Material for the task:

+++++

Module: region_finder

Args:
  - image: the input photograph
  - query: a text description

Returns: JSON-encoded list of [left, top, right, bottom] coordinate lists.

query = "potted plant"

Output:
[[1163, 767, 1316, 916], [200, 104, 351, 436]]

+++++

Exercise aim:
Rewrite the listing, swapping every "query" for "prompt" and leaving all other text as it is.

Response:
Module: region_finder

Args:
  - image: the input photograph
  - prompt: a text description

Returns: JSON-encoded list of [left, top, right, bottom] coordinate lists.

prompt = "potted plant"

Output:
[[1163, 767, 1316, 916], [200, 104, 351, 436]]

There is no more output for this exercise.